--- Start Material to process ---

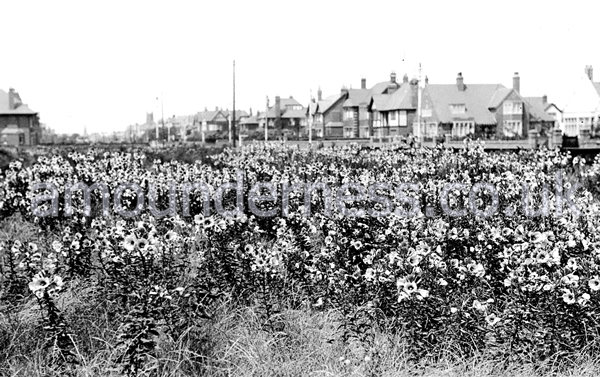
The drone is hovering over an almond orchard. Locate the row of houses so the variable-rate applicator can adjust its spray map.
[131,66,600,140]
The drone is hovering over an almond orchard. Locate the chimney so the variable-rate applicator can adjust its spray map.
[585,65,594,81]
[275,96,281,120]
[410,79,419,108]
[8,88,15,110]
[456,72,466,92]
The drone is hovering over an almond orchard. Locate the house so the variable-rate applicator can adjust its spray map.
[259,96,307,136]
[416,72,530,139]
[369,72,418,137]
[194,107,229,132]
[524,95,562,137]
[307,88,346,137]
[562,65,600,136]
[0,88,42,145]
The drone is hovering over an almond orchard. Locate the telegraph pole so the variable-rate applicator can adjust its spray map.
[231,60,237,148]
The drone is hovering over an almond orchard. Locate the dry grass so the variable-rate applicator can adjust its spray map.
[0,287,600,377]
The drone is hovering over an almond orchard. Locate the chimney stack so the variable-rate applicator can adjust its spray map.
[456,72,466,92]
[585,65,594,81]
[8,88,15,110]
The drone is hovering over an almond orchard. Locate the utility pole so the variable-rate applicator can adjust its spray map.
[265,96,269,141]
[231,60,237,148]
[160,90,165,144]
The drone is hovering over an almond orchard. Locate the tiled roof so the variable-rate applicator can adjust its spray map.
[198,110,219,122]
[0,89,37,115]
[592,82,600,95]
[281,108,306,119]
[344,89,371,107]
[424,84,512,124]
[373,84,417,111]
[524,97,554,122]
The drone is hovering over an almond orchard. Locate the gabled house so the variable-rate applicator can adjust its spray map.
[368,72,418,137]
[563,66,600,136]
[194,107,229,132]
[0,88,41,145]
[524,95,562,137]
[308,88,346,137]
[417,73,530,139]
[259,96,307,136]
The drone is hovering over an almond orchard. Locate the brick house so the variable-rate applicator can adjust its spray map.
[308,88,346,137]
[368,72,417,137]
[0,88,41,145]
[562,65,600,136]
[418,73,530,139]
[259,96,307,136]
[524,95,562,137]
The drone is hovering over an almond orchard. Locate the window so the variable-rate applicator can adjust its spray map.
[502,120,523,137]
[400,111,408,127]
[452,121,475,137]
[504,101,523,115]
[450,103,467,114]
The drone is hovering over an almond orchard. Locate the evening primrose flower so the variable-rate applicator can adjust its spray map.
[588,276,600,292]
[123,234,137,251]
[563,288,575,305]
[29,274,50,294]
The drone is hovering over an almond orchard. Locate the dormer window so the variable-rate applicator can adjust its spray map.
[450,103,467,114]
[504,101,523,115]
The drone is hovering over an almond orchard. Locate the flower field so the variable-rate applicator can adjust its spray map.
[0,144,600,375]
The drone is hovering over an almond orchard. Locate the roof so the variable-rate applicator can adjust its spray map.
[424,84,512,124]
[281,107,306,119]
[592,82,600,95]
[524,97,554,122]
[0,89,37,115]
[0,127,26,135]
[344,89,371,107]
[371,80,401,95]
[198,110,220,122]
[373,84,416,111]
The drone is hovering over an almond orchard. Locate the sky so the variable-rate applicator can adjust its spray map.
[0,0,600,133]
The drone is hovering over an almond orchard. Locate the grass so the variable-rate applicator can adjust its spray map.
[0,282,600,377]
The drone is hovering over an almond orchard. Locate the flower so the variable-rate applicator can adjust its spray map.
[485,313,500,326]
[563,288,575,305]
[123,234,137,251]
[29,274,50,293]
[588,276,600,292]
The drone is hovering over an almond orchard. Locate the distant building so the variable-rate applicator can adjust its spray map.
[416,72,530,139]
[562,65,600,136]
[524,96,562,136]
[0,88,42,145]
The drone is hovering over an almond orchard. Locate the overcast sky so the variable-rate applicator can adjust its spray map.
[0,0,600,133]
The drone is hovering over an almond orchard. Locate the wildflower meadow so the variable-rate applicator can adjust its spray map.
[0,143,600,376]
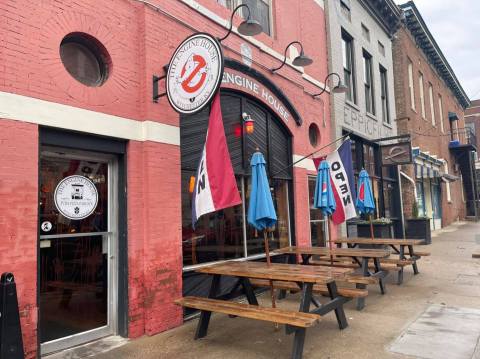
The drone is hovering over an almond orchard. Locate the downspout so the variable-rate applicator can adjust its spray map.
[400,171,417,201]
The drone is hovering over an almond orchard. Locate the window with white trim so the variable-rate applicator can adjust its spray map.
[428,83,437,126]
[408,61,415,111]
[418,72,426,119]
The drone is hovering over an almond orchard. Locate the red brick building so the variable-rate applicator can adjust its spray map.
[0,0,332,358]
[393,1,476,230]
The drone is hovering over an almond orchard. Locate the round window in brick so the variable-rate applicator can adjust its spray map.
[308,123,320,147]
[60,32,111,87]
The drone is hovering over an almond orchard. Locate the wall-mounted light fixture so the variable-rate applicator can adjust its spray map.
[312,72,348,97]
[270,41,313,72]
[242,112,255,135]
[218,4,263,42]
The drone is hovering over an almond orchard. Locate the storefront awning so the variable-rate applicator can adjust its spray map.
[440,173,460,182]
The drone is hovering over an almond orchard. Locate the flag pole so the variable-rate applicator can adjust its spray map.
[369,214,373,241]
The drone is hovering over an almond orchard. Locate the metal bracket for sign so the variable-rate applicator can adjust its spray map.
[371,133,410,142]
[152,64,168,103]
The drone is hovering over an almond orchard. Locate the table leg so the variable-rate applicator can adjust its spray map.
[373,258,387,294]
[355,257,370,310]
[292,283,313,359]
[195,274,220,339]
[408,246,420,274]
[242,277,258,305]
[292,328,307,359]
[277,254,297,300]
[327,282,348,329]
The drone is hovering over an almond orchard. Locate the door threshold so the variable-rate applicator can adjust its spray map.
[41,335,128,359]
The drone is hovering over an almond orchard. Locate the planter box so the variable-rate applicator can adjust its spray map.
[405,218,432,244]
[357,223,393,238]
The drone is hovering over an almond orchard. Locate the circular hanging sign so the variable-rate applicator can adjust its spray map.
[53,175,98,220]
[166,33,223,114]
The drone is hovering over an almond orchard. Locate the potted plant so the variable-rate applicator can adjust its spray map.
[405,201,432,244]
[357,217,393,238]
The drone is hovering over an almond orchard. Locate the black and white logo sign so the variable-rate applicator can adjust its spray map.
[166,33,223,114]
[54,175,98,220]
[40,221,52,232]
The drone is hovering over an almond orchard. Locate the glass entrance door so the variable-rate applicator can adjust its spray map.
[39,149,117,354]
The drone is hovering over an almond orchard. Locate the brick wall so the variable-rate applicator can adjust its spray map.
[0,118,38,358]
[393,27,465,225]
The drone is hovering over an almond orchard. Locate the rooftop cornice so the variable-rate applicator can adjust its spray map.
[399,1,470,109]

--- End Material to process ---

Copy out all of the rows above word for word, leaving the pictures out of your answer.

The drone is hovering over an almond orchard. Locate the row of houses so the variable-rate applicator can adjust its spray map.
[131,66,600,140]
The drone is hovering over an almond orchard. Locate the chimney so the variable-rate applicator can adjust its spray map.
[585,65,594,81]
[275,96,281,120]
[410,79,419,108]
[8,88,15,110]
[456,72,466,92]
The drone is hovering over an almond orchard. Locate the house so the variable-rate applicator can adjust its spray map.
[259,96,307,136]
[416,72,530,139]
[369,72,418,137]
[194,107,229,132]
[524,95,562,137]
[307,88,346,137]
[562,65,600,136]
[0,88,42,145]
The drone is hovering over an almond orchard. Locate the telegraph pole so the variable-rate applicator can adjust its spray map.
[231,60,237,148]
The drone is hovering over an almond orchard. Locate the dry grass so the variable-rate applicator can adjust its spray map.
[0,287,600,377]
The drone is hovering over an almond orchard. Locate the chimney stack so the variable-rate applicator can adjust its spray map.
[456,72,466,92]
[585,65,594,81]
[8,88,15,110]
The drone is hovering over an almond orchard. Locate the utility pole so the variable-rate applicator can adjust its spray map.
[265,96,269,141]
[231,60,237,148]
[160,90,165,144]
The drone is hovering over an almond orchard. Locate the tiled roof so the variable-rate applicator can adjust its spray map.
[198,110,219,122]
[0,89,37,115]
[592,82,600,95]
[281,108,306,119]
[344,89,371,107]
[424,84,512,124]
[373,84,417,111]
[524,97,554,122]
The drone is hovering over an almond orchard. Locate the gabled house so the variable-rate applicator can adjust its spray map.
[368,72,418,137]
[563,66,600,136]
[194,107,229,132]
[0,88,41,145]
[524,95,562,137]
[308,88,346,137]
[417,73,530,139]
[259,96,307,136]
The drone is hovering over an almond orchard. Locate the brick house so the variable-rate applicator can adjust its spray map.
[308,88,346,137]
[368,72,417,137]
[0,88,41,145]
[562,65,600,136]
[418,73,530,139]
[259,96,307,136]
[524,95,562,137]
The drone is hovering over an almond orchard. Locate the window so the variable-rate applicator can adjust its spray map.
[502,120,523,137]
[400,111,408,127]
[452,121,475,137]
[504,101,523,115]
[450,103,467,114]
The drone is hovering over an almond orchard. Locate the evening primrose flower so the variable-rate applicator can adjust its spray map.
[588,276,600,292]
[123,234,137,251]
[563,288,575,305]
[29,274,50,294]
The drone is hovering over an almond orchard. Locate the dormer window so the variable-rate applicator can adjust its spray map.
[450,103,467,114]
[504,101,523,115]
The drone is hovering over an almond orchard. Locate the flower field so the variable-rate applicator can adjust its spray map.
[0,144,600,375]
The drone is hovering over an almond orchard. Locate the roof so the variable-rate applicator can adjust its spray map.
[424,84,512,124]
[281,107,306,119]
[592,82,600,95]
[524,97,554,122]
[0,89,37,115]
[0,127,26,135]
[344,89,371,107]
[371,80,401,95]
[198,110,220,122]
[373,84,416,111]
The drone is hovering over an almond orchard. Locate the sky so the variable-rate applicator can adjust its spray map.
[0,0,600,133]
The drone is hovering over an almond orchard. Locate the grass so the variable-rate applicator can adjust its spray map.
[0,282,600,377]
The drone is hovering over an almond orchard. Locate the flower so the variable-rate applicator can adjust its spray map.
[485,313,500,326]
[563,288,575,305]
[123,234,137,251]
[29,274,50,293]
[588,276,600,292]
The drone is hovering over an almond orchard. Locate the distant building so the variable-rate applicator can adjust its spray map.
[416,72,530,139]
[562,65,600,136]
[524,96,562,136]
[0,88,42,145]
The drone is hovering over an almond orchard. Locate the overcast sky so the variable-rate applicator can adjust its spray map.
[0,0,600,133]
The drone is hovering over an almond orchard. Locate the wildflower meadow so the variable-rate applicator can adjust its spray map.
[0,143,600,376]
The drone is hovering over an almond orchard. Locate the downspout so the variable-rate applicator can adjust its spray map.
[400,171,417,201]
The drone is hovering over an almond orchard. Locate the window with white trim so the variable-rate applicator can adjust its spray map.
[428,83,437,126]
[408,61,415,111]
[418,72,426,119]
The drone is hovering over an almond orchard. Locate the red brick building so the variable-rate applicator can adjust its spray map.
[0,0,332,358]
[393,1,476,230]
The drone is hovering over an almond orchard. Locate the round window in brick so the variable-rate applicator can adjust its spray map.
[308,123,320,147]
[60,32,111,87]
The drone is hovering over an almond orchard. Locate the wall-mounted light fixture so the variable-rate applicator can adjust its spray map.
[312,72,348,97]
[270,41,313,72]
[242,112,255,135]
[218,4,263,42]
The drone is hovering over an almond orchard. Locate the storefront awning so the variable-rate applicator can adjust its spray map.
[440,173,460,182]
The drone is hovering over an almond orchard. Locate the flag pole so the variable-rate applicator can adjust its spray map.
[369,214,373,241]
The drone is hovering over an almond orchard. Locate the metal bracket for sign so the variable-rate applicator can adjust its spray map.
[371,133,410,142]
[152,64,168,103]
The drone is hovering over an almond orchard. Locate the table leg so the variable-rate applicator can adjust its spray map.
[373,258,387,294]
[355,257,370,310]
[292,283,313,359]
[195,274,220,339]
[408,246,420,274]
[242,277,258,305]
[292,328,307,359]
[277,254,297,300]
[327,282,348,329]
The drone is hovering over an almond orchard. Locate the door threshold so the variable-rate applicator can adjust its spray map.
[41,335,128,359]
The drone is hovering over an almond orchard. Locate the planter box so the variable-rate applicator can adjust its spray map.
[405,218,432,244]
[357,223,393,238]
The drone is hovering over an almond orchard. Locate the circular hanging sign so the variable-rate applicator can adjust its spray map.
[53,175,98,220]
[166,33,223,114]
The drone is hovering over an almond orchard. Locate the potted plant so the variable-rate applicator can adjust its spray map.
[405,201,432,244]
[357,217,393,238]
The drone is hovering over an almond orchard. Locate the black and white logo sign so the variable-rate applicator can adjust its spray map.
[166,33,223,114]
[54,175,98,220]
[40,221,52,232]
The drone is hovering over an almond orchard. Locate the glass entrance door so the variable-rate applicator can adjust its spray map.
[39,149,117,354]
The drone is hovering over an almond orchard. Locate the brick wall so the variable-rate applicator can adjust its spray map.
[0,118,38,358]
[393,27,465,225]
The drone is hovering over an almond orchard. Locate the rooftop cornice so the variable-rate applicator can adjust its spray map.
[399,1,470,109]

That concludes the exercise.